*CONSIGNES DE TRAVAIL*
**1)** Selon la critique du recueil, quels deux mots le néologisme « émouvances » fusionne-t-il ?
**2)** Reproduisez fidèlement la portion de la critique du recueil allant de « Il était une » jusqu'à « évoluer et grandir. ».

*EXTRAIT DU DOCUMENT*
● ● ● ●

Au cœur des émouvances


J'avais rendez-vous avec ce livre dormant dans ma bibliothèque depuis trop longtemps. Voici mon opinion et j'en pense du bien.

Il était une fois le poète et essayiste André Ledoux (auteur de Brunantes, cf. billet) qui s'est mis dans la tête en 2017 de jouer à l'éditeur. Il réunit alors des plumes amies en vue de créer un recueil collectif. André est toujours audacieux.

Il fit appel à la poétesse et photographe Martine Ardiles, de même qu'aux poétesses Ruth Benchétrit et Noëlla Leblanc.

Au moment de choisir le titre, le quatuor opta pour Au coeur des émouvances.  Ce dernier mot est un néologisme qui fusionne émotions et mouvances, puisque les émotions provoquent justement un choc sur les certitudes et nous font évoluer et grandir.

Dans ce recueil, Martine en tant que fine observatrice de la vie, se confie, s'émeut de la lumière :

« Combien de temps faut-il attendre pour qu'une feuille
se détache de la branche qui l'a nourrie
et qui la sèvre maintenant
Il faut s'asseoir avec patience
et ne pas la quitter des yeux
Guetter le moindre souffle entrant
le moindre grain de pluie menaçant
ou encore un oiseau trop gênant
Elle ne doit pas faiblir prématurément
Elle a son heure pour tomber
et si elle n'est pas dérangée
elle le fera de son plein gré. »

● ● ● ●

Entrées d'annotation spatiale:
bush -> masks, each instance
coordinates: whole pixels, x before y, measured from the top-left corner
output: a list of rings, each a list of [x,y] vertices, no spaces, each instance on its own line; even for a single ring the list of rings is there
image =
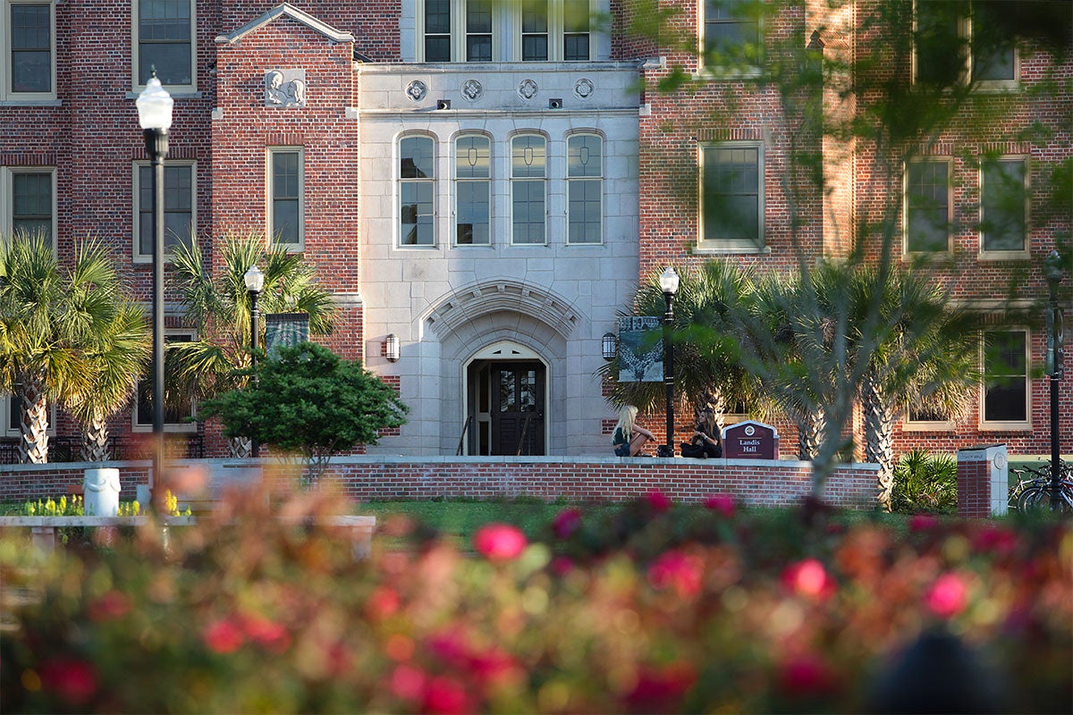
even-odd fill
[[[957,460],[911,449],[894,468],[891,508],[901,513],[957,513]]]
[[[36,595],[5,608],[4,712],[862,712],[921,692],[892,660],[914,643],[972,677],[923,679],[959,710],[1073,705],[1068,523],[898,534],[726,496],[682,523],[653,493],[565,508],[539,541],[486,525],[471,550],[389,519],[420,540],[355,562],[313,525],[346,505],[275,502],[285,521],[235,498],[166,548],[153,528],[85,558],[0,540],[4,587]]]

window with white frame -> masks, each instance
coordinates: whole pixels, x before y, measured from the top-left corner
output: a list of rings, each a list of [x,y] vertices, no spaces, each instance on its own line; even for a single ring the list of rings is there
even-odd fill
[[[0,230],[42,236],[56,248],[56,169],[5,166],[0,169]]]
[[[701,146],[697,248],[751,251],[764,245],[764,148],[759,141]]]
[[[491,242],[491,141],[483,134],[455,140],[455,244]]]
[[[539,134],[511,139],[511,242],[547,242],[547,140]]]
[[[981,89],[1015,87],[1019,57],[1001,13],[1004,3],[916,0],[913,75],[939,87],[971,81]]]
[[[144,87],[156,69],[171,92],[194,91],[196,47],[193,0],[132,0],[134,84]]]
[[[424,62],[588,61],[597,0],[417,0]]]
[[[192,342],[196,340],[192,330],[165,330],[164,343]],[[176,390],[168,389],[167,375],[171,371],[167,363],[172,357],[168,351],[164,351],[164,392],[167,396],[164,401],[164,430],[167,432],[196,432],[196,423],[189,418],[196,416],[193,398],[190,396],[176,394]],[[145,432],[152,429],[152,375],[146,375],[138,381],[137,394],[134,401],[134,431]]]
[[[189,245],[196,235],[197,167],[194,162],[164,164],[164,253]],[[152,259],[152,165],[134,163],[134,259]]]
[[[399,140],[399,245],[436,245],[436,146],[431,137]]]
[[[1028,166],[1024,158],[981,163],[980,249],[985,253],[1028,250]]]
[[[906,166],[906,253],[950,251],[950,162],[922,160]]]
[[[1029,424],[1028,331],[984,331],[984,385],[980,409],[983,429],[1024,429]]]
[[[305,152],[302,147],[268,149],[268,235],[276,245],[305,245]]]
[[[0,100],[56,99],[56,5],[3,1]]]
[[[597,134],[567,138],[567,242],[603,240],[603,139]]]
[[[703,0],[701,53],[708,68],[755,69],[761,64],[763,3],[759,0]]]

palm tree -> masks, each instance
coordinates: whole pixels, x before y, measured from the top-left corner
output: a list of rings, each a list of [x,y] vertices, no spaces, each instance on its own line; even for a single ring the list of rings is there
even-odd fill
[[[710,407],[722,427],[727,405],[750,400],[755,381],[741,364],[738,326],[752,295],[752,272],[731,263],[709,260],[696,270],[681,268],[674,297],[675,388],[680,402],[697,411]],[[666,308],[659,273],[641,285],[635,315],[663,315]],[[619,358],[600,374],[613,383],[612,401],[651,411],[662,404],[662,383],[618,382]]]
[[[220,248],[222,267],[214,274],[205,265],[197,241],[178,245],[172,255],[175,285],[187,318],[199,339],[167,345],[170,394],[212,398],[242,387],[249,379],[250,304],[245,275],[251,266],[264,266],[259,308],[264,313],[302,312],[309,315],[311,334],[332,329],[332,295],[317,283],[313,266],[300,254],[278,247],[265,249],[265,238],[250,233],[226,235]],[[166,398],[165,398],[166,399]],[[249,455],[249,442],[233,440],[236,457]]]
[[[90,389],[73,391],[63,401],[63,407],[82,426],[83,460],[108,459],[108,417],[130,403],[145,373],[149,339],[145,311],[123,302],[103,326],[98,343],[86,351],[93,375]]]
[[[0,389],[21,403],[20,462],[48,461],[48,401],[93,388],[90,355],[121,310],[121,287],[93,239],[75,245],[70,270],[43,235],[0,240]]]

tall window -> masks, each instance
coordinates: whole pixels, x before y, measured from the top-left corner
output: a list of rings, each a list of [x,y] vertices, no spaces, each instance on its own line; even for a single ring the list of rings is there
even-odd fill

● ● ● ●

*RÉPONSES PAR TÂCHE*
**1)** Émotions et mouvances.

**2)**
Il était une fois le poète et essayiste André Ledoux (auteur de Brunantes, cf. billet) qui s'est mis dans la tête en 2017 de jouer à l'éditeur. Il réunit alors des plumes amies en vue de créer un recueil collectif. André est toujours audacieux.

Il fit appel à la poétesse et photographe Martine Ardiles, de même qu'aux poétesses Ruth Benchétrit et Noëlla Leblanc.

Au moment de choisir le titre, le quatuor opta pour Au coeur des émouvances.  Ce dernier mot est un néologisme qui fusionne émotions et mouvances, puisque les émotions provoquent justement un choc sur les certitudes et nous font évoluer et grandir.